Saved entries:
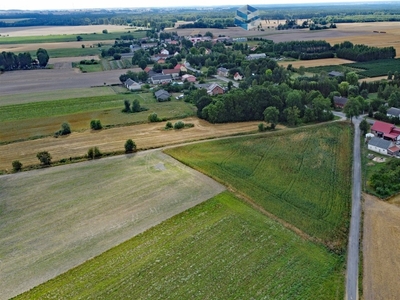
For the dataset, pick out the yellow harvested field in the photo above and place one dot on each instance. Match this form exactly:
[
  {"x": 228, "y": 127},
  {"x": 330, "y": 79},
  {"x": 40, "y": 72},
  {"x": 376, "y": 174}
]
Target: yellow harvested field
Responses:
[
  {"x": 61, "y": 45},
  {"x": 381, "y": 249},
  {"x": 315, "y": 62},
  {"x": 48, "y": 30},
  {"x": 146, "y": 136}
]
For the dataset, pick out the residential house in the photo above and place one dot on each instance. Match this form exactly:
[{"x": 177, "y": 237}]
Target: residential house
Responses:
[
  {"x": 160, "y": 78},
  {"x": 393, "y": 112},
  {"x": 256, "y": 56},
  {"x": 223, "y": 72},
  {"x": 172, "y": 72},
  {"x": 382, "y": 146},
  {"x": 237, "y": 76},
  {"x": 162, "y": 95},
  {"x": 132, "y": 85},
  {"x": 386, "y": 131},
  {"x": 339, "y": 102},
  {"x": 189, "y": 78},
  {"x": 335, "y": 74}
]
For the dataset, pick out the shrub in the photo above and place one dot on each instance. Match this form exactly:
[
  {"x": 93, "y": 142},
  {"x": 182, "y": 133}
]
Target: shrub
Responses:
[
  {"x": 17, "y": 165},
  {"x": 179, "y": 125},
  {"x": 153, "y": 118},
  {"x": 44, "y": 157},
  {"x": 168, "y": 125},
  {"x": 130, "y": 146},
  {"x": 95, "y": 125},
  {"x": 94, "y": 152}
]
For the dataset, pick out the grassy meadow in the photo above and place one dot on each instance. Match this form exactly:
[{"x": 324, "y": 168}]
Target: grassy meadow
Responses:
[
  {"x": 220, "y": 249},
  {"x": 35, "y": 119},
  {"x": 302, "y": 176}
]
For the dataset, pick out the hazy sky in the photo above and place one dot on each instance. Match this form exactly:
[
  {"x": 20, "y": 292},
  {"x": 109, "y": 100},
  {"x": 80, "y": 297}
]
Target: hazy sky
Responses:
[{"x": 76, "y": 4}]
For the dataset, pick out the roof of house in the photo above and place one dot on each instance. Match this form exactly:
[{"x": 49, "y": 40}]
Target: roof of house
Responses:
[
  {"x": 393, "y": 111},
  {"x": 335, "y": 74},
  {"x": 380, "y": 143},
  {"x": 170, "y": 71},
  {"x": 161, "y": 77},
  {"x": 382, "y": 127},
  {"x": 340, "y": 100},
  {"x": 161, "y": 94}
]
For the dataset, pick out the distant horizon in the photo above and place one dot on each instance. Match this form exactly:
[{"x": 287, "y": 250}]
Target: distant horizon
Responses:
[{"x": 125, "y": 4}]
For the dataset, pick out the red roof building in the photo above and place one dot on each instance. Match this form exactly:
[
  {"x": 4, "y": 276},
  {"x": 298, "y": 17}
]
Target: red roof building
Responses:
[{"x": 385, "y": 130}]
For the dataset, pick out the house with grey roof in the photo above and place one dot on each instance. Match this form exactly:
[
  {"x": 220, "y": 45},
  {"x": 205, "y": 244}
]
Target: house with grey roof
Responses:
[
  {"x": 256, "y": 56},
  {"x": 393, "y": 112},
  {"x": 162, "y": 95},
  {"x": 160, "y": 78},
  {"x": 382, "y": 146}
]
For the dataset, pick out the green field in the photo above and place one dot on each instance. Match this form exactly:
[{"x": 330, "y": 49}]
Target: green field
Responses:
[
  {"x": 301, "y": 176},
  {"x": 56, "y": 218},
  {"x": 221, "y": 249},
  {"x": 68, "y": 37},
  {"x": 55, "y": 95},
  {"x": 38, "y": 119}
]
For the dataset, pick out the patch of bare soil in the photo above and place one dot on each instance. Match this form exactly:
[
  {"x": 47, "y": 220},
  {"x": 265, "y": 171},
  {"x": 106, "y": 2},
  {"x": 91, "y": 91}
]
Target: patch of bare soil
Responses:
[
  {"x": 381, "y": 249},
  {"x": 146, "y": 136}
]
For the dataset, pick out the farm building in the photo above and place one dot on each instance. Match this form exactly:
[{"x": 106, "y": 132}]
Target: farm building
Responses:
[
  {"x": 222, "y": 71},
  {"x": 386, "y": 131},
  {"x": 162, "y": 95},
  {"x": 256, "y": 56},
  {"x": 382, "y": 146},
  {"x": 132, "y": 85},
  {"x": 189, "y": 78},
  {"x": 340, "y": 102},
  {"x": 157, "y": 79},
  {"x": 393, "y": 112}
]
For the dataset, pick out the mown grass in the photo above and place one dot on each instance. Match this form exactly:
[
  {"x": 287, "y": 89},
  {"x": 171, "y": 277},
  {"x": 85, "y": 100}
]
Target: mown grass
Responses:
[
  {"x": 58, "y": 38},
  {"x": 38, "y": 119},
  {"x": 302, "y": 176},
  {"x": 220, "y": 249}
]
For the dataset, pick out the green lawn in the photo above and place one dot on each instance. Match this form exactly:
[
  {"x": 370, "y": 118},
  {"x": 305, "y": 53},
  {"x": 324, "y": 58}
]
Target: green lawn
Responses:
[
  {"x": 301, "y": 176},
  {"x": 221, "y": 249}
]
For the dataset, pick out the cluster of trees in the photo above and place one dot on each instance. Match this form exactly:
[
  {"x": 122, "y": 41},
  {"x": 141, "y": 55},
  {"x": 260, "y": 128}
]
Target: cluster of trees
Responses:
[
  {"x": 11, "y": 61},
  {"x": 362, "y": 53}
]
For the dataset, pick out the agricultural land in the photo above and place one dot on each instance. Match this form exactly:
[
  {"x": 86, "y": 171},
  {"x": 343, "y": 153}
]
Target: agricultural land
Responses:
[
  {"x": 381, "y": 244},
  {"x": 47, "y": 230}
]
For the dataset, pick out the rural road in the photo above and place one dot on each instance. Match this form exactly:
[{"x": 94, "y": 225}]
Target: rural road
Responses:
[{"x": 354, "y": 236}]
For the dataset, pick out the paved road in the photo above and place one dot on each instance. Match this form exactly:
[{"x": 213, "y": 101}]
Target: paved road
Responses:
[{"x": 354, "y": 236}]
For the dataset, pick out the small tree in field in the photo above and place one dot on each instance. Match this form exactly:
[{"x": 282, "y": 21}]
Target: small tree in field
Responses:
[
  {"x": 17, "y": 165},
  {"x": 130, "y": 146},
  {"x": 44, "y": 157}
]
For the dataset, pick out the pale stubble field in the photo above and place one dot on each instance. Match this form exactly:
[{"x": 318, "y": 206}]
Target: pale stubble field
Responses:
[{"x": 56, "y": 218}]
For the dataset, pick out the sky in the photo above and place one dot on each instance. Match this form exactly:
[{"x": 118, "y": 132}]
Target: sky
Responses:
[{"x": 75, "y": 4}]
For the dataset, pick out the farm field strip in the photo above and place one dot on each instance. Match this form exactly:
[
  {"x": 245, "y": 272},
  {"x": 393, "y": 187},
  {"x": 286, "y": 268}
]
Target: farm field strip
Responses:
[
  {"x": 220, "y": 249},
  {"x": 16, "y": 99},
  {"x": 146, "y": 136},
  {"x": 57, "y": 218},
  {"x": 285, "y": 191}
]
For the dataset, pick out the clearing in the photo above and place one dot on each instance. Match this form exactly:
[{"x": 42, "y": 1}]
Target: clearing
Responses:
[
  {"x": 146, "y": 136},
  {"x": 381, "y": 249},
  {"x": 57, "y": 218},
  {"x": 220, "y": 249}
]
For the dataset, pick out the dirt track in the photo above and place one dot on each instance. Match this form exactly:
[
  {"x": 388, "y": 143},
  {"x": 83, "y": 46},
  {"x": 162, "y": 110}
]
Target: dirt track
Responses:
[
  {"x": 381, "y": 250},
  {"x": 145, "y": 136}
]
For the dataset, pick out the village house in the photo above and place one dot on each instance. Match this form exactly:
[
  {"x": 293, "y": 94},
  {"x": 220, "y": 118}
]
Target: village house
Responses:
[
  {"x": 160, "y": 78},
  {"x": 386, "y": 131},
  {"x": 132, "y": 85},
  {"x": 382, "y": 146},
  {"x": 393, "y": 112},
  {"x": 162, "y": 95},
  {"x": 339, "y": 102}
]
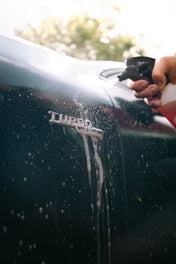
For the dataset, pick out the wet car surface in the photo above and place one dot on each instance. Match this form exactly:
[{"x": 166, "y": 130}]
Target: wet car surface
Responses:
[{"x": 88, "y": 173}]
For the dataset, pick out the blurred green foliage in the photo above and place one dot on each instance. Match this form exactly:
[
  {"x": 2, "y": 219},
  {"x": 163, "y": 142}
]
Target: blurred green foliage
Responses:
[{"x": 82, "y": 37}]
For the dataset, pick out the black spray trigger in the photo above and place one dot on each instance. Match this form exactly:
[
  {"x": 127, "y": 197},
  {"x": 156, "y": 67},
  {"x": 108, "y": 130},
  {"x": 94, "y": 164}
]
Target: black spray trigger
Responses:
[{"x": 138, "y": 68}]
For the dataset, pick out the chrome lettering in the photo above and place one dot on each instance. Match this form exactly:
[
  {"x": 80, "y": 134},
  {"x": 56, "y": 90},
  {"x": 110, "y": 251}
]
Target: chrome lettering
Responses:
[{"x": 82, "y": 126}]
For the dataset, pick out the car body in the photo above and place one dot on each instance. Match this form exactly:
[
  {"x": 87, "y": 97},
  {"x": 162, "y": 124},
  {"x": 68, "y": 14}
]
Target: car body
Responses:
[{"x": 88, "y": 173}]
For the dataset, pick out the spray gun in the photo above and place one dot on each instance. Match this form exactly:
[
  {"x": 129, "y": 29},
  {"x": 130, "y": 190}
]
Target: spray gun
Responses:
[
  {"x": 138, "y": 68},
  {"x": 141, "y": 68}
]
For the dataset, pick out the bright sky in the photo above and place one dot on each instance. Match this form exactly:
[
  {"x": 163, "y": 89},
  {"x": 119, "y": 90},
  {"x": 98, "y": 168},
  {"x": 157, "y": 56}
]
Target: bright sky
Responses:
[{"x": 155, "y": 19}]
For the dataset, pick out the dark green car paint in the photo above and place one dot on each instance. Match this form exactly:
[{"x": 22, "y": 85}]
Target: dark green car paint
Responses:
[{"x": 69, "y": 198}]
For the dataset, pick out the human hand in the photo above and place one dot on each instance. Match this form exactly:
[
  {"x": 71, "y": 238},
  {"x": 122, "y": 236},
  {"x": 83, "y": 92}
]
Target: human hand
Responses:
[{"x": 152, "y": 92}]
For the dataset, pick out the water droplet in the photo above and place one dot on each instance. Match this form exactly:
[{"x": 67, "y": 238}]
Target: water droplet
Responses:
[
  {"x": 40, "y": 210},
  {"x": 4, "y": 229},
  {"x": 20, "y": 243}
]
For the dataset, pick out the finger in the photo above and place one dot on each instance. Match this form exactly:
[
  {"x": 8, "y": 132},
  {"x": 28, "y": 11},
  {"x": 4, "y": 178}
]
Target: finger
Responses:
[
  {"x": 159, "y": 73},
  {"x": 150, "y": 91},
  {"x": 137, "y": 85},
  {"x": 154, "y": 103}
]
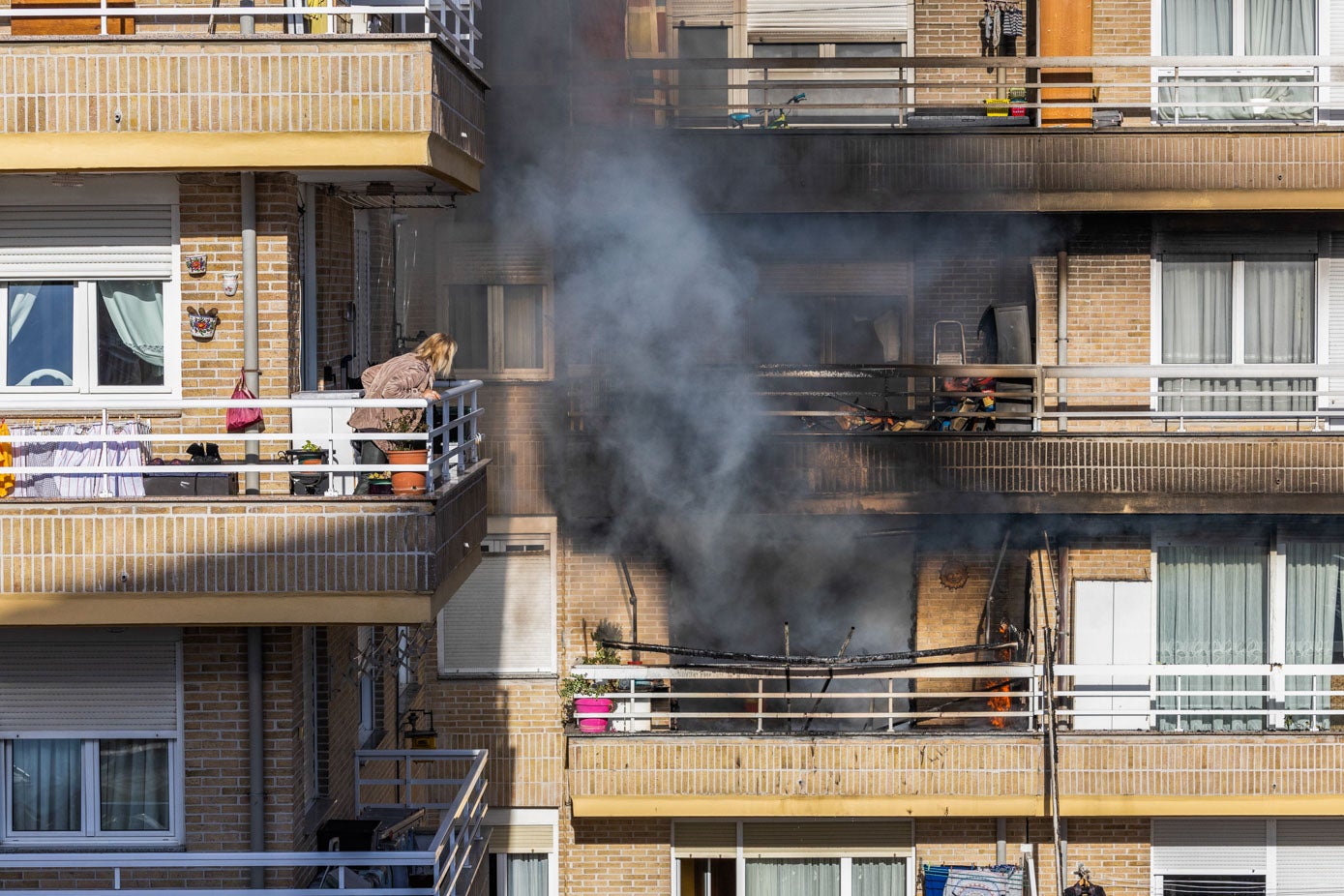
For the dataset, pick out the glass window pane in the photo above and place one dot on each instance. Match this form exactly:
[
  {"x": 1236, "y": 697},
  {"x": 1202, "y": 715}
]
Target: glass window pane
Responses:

## THE TASK:
Scan the records for the word "patch". Copy each line where it turns up.

## RESULT OF THE EXERCISE:
For the dataset, pick out the patch of bare soil in the photo above and place one dot on each instance. Match this form exactly:
Target: patch of bare soil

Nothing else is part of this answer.